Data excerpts
━━━━━━━━━━━━━━━━

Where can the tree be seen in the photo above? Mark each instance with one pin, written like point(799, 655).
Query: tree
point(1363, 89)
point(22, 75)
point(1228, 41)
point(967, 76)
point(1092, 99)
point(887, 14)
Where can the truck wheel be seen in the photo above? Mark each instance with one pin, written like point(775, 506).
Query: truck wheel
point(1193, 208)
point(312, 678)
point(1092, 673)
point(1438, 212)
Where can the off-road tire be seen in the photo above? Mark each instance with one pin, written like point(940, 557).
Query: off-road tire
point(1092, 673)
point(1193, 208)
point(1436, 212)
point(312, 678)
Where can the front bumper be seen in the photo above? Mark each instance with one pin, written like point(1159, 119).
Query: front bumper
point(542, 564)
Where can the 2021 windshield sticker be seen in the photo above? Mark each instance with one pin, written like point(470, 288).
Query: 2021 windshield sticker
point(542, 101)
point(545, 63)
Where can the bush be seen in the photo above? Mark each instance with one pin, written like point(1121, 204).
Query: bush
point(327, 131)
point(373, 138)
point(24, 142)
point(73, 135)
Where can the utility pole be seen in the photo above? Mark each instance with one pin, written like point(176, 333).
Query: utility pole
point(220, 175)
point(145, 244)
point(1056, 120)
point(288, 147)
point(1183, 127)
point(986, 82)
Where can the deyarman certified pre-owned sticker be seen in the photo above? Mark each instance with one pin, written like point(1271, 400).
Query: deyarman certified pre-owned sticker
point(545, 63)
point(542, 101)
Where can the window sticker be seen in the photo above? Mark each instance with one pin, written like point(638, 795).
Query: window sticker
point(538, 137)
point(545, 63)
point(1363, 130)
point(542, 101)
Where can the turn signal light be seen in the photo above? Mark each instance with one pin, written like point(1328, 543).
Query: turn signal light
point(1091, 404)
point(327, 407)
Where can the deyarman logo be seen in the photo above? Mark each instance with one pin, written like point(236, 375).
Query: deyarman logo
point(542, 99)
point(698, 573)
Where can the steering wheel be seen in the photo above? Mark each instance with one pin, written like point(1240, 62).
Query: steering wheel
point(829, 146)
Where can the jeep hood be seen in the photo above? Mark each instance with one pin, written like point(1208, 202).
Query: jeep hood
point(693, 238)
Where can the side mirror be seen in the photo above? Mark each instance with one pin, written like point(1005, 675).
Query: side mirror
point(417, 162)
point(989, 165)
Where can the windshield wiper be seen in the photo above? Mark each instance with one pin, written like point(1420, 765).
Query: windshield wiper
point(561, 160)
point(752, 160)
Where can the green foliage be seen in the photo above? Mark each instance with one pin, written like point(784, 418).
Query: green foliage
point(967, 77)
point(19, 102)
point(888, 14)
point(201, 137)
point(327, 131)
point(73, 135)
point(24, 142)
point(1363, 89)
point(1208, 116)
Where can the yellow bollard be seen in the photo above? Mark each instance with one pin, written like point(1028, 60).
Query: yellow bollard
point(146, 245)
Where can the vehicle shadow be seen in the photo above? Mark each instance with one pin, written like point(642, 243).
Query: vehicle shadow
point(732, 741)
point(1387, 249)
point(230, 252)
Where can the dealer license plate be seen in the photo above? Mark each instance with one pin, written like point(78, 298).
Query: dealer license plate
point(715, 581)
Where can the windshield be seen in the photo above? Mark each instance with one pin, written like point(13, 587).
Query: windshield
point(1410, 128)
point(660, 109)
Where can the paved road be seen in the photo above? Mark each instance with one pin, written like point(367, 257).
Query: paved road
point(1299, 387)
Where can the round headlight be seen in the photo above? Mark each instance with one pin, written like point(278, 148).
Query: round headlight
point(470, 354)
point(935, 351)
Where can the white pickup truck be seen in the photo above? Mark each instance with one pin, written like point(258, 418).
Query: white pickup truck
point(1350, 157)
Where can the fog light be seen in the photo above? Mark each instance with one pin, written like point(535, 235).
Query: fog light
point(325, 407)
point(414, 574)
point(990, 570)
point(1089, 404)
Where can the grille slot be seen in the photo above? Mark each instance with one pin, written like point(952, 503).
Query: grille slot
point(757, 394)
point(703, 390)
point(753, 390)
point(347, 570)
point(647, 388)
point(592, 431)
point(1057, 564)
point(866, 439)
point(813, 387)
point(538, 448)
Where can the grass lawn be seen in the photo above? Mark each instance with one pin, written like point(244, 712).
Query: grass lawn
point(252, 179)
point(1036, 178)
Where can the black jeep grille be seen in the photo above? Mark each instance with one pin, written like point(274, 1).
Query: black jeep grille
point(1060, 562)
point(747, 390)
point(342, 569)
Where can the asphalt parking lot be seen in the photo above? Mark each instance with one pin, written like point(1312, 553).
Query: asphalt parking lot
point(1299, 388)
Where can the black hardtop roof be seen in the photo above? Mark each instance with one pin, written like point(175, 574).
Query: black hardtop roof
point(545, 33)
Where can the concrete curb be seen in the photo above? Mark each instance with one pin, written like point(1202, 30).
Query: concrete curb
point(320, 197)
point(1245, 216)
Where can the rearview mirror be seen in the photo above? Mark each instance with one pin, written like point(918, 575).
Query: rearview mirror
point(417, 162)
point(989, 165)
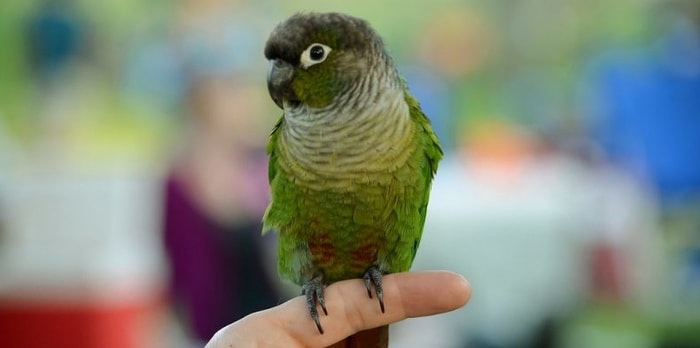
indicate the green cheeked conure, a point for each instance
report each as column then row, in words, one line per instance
column 351, row 159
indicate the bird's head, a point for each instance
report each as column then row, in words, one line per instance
column 315, row 57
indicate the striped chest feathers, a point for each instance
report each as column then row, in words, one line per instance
column 332, row 145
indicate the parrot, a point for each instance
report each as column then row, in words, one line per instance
column 351, row 159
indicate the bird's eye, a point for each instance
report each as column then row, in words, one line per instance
column 314, row 54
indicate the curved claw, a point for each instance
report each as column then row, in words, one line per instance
column 374, row 276
column 313, row 291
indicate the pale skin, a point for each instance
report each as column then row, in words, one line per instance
column 406, row 295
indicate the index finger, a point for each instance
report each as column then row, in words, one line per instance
column 410, row 294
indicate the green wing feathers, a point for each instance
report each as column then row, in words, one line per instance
column 272, row 165
column 432, row 156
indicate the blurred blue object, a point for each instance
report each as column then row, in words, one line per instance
column 55, row 34
column 646, row 112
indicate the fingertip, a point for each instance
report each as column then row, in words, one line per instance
column 460, row 289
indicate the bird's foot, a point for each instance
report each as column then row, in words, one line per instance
column 313, row 290
column 374, row 276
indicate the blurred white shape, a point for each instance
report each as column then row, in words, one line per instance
column 524, row 243
column 80, row 238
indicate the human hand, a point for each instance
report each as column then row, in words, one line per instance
column 406, row 295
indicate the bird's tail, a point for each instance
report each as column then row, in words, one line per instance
column 372, row 338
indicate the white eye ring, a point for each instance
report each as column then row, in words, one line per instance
column 314, row 54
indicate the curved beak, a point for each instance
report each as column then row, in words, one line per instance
column 279, row 79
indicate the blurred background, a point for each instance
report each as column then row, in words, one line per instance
column 133, row 172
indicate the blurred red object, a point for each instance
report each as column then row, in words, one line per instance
column 76, row 325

━━━━━━━━━━━━━━━━

Exercise details> Return the entries above in full and unchanged, omitting every image.

Answer for this exercise>
Where can the tree be seen in the photo above? Mark each instance with one pin, written like point(799, 655).
Query: tree
point(1363, 89)
point(22, 75)
point(1228, 41)
point(967, 76)
point(1092, 99)
point(887, 14)
Where can the truck wheel be seen in the photo above? Mark each instance with one pin, written like point(775, 506).
Query: truck wheel
point(1193, 208)
point(312, 678)
point(1092, 673)
point(1438, 212)
Where can the off-road tire be seen in the photo above? Mark each instance with one pin, written like point(940, 557).
Query: off-road tire
point(1092, 673)
point(1193, 208)
point(1436, 212)
point(312, 678)
Where can the front bumper be seen in the photo above? Mark each instance with one pin, written like point(1159, 119).
Query: front bumper
point(542, 564)
Where can the 2021 windshield sticker be seen in the photo above? Mark each instance with one pin, written like point(470, 288).
Query: 2021 windshield sticker
point(542, 101)
point(545, 63)
Where can the bush be seen in the photo above? Mark each instance with one pin, written like point(1121, 204).
Query: bush
point(327, 131)
point(373, 138)
point(24, 142)
point(73, 135)
Where can the utility pole be seen in the photo above? Mark each instance with one pin, written like point(176, 333).
Query: utility pole
point(220, 175)
point(145, 244)
point(1056, 120)
point(288, 147)
point(1183, 127)
point(986, 82)
Where can the deyarman certified pre-owned sticker be seen in the photo above? Mark each instance with one pin, written like point(1271, 400).
Query: deyarman certified pre-owned sticker
point(545, 63)
point(542, 101)
Where can the window sticker be seen in the photo above? Mark each instance with one pin, written like point(638, 795).
Query: window sticker
point(538, 137)
point(545, 63)
point(1363, 130)
point(542, 101)
Where can the turn signal light be seen in the photo above? Mark each instance with one pin, written like point(1328, 543).
Query: turn signal light
point(1091, 404)
point(327, 407)
Where can the deyarman logo be seen in the photo above? Mark each instance with one pin, written like point(236, 375).
Query: deyarman logo
point(542, 99)
point(698, 573)
Where can the steering wheel be seen in the photo above? Mark each instance with one pin, written like point(1240, 62).
Query: steering wheel
point(829, 146)
Where can the jeep hood be seen in the photo above? Mark each instance with one pin, written like point(1208, 202).
Query: jeep hood
point(693, 238)
Where can the side mirror be seen in the photo above? Mark each instance with one pin, written like point(1005, 675).
Query: side mirror
point(417, 162)
point(989, 165)
Where can the windshield wiper be seen in the photo above? Mark each instance with one pin, written like point(1420, 765).
Query: windshield wiper
point(561, 160)
point(752, 160)
Where can the green foliage be seen in the photo above? Mark each instance with one pin, written like point(784, 418).
Query: green foliage
point(967, 77)
point(19, 102)
point(888, 14)
point(201, 137)
point(327, 131)
point(73, 135)
point(24, 142)
point(1363, 89)
point(1208, 116)
Where can the yellow bollard be seen in the photo above? Mark each instance with one pin, written like point(1028, 60).
Query: yellow bollard
point(146, 245)
Where can the vehicle shadow be seen in the photo above? Mark each instance with one pin, written like point(642, 243).
Query: vehicle shadow
point(732, 741)
point(1387, 249)
point(230, 252)
Where can the dealer license plate be seen in the photo above? Mark each instance with one pin, written like point(78, 298).
Query: dealer license plate
point(715, 581)
Where can the windshield be seen in the photo above? Mark each instance with one pin, written like point(13, 587).
Query: windshield
point(1410, 128)
point(660, 109)
Where can the paved road be seen in the photo above? Mark each instance with one pin, written like point(367, 257).
Query: paved road
point(1299, 387)
Where can the round headlight be seen in the photo above? Mark each instance with one pin, written like point(278, 148).
Query: round headlight
point(470, 354)
point(935, 351)
Where can the white pickup truck be seen in the photo above? Mark each instance with one pin, written like point(258, 418).
Query: white pickup truck
point(1350, 157)
Where can the fog light be seen in the photo above? Mark each instance with one pin, written like point(535, 235).
Query: fog light
point(325, 407)
point(414, 574)
point(990, 570)
point(1089, 404)
Where can the grille slot be seen in the photo above? Mark each instance with one pin, written like point(952, 503).
Query: grille slot
point(757, 394)
point(703, 390)
point(753, 390)
point(347, 570)
point(647, 388)
point(592, 431)
point(1057, 564)
point(866, 439)
point(813, 387)
point(538, 448)
Where can the grass lawn be seen in the photo above? Mark each instance with one pin, written like point(244, 712).
Query: grass lawn
point(252, 179)
point(1036, 178)
Where can the black jeep grille be seen in the photo above? Mark each instance with one pin, written like point(274, 1).
Query: black jeep grille
point(1060, 562)
point(747, 390)
point(342, 569)
Where can the asphalt parking lot be seen in the photo above? Mark each instance with one pin, written like point(1312, 553).
Query: asphalt parking lot
point(1299, 388)
Where can the black hardtop roof be seen in the photo above? Mark each instance with one pin, written like point(175, 574).
Query: black hardtop roof
point(545, 33)
Where can the concrete curb be seen in the photo above? Mark each instance with one pin, written like point(1202, 30).
Query: concrete curb
point(320, 197)
point(1245, 216)
Where can the rearview mirror be seen in the photo above? Mark each instance with one pin, written like point(918, 575).
Query: rearview mirror
point(417, 162)
point(989, 165)
indicate the green cheeked conure, a point for each instance
report each as column then row, in words, one line per instance
column 351, row 159
indicate the bird's head, a point for each instance
report each as column then row, in words, one line per instance
column 315, row 57
indicate the striped chest feathers, a point for each instance
report each as column then row, in words, one line per instance
column 332, row 145
indicate the parrot, a point for each instance
report each as column then row, in words, one line per instance
column 351, row 159
indicate the bird's eye, a point for each instance
report each as column then row, in words, one line per instance
column 314, row 54
indicate the curved claw, a point for each instance
report each as column then row, in words, one line per instance
column 374, row 276
column 313, row 291
indicate the pale skin, a point for each instance
report each as column then row, in words, one line per instance
column 406, row 295
indicate the index finger, a point for each instance
report each as column then row, in words, one line per instance
column 410, row 294
indicate the green wing feathers, a point for each instance
report each as column then row, in words, one line per instance
column 272, row 165
column 432, row 156
indicate the blurred blue object, a point for each instance
report each as column then row, in words, one line per instance
column 55, row 34
column 646, row 112
indicate the fingertip, a point for each instance
report each as column then row, in words, one line per instance
column 460, row 289
indicate the bird's foot, a point for each instance
report each as column then row, in words, one line per instance
column 313, row 290
column 374, row 276
indicate the blurred white shape, a point for each instance
report each as column then row, in words, one line per instance
column 524, row 243
column 80, row 238
indicate the human hand, a point for each instance
report each as column then row, in words, one line per instance
column 406, row 295
indicate the bird's tail, a point for each instance
report each as column then row, in words, one line per instance
column 372, row 338
indicate the white eye ring, a point for each instance
report each as column then row, in words, one line per instance
column 314, row 54
indicate the curved beak, a point for each instance
report each as column then row, in words, one line per instance
column 279, row 79
indicate the blurred background, a point for each instance
report each as column then row, in words, one line per instance
column 133, row 172
indicate the blurred red object, a point for each instance
report each as column then row, in words, one line per instance
column 76, row 325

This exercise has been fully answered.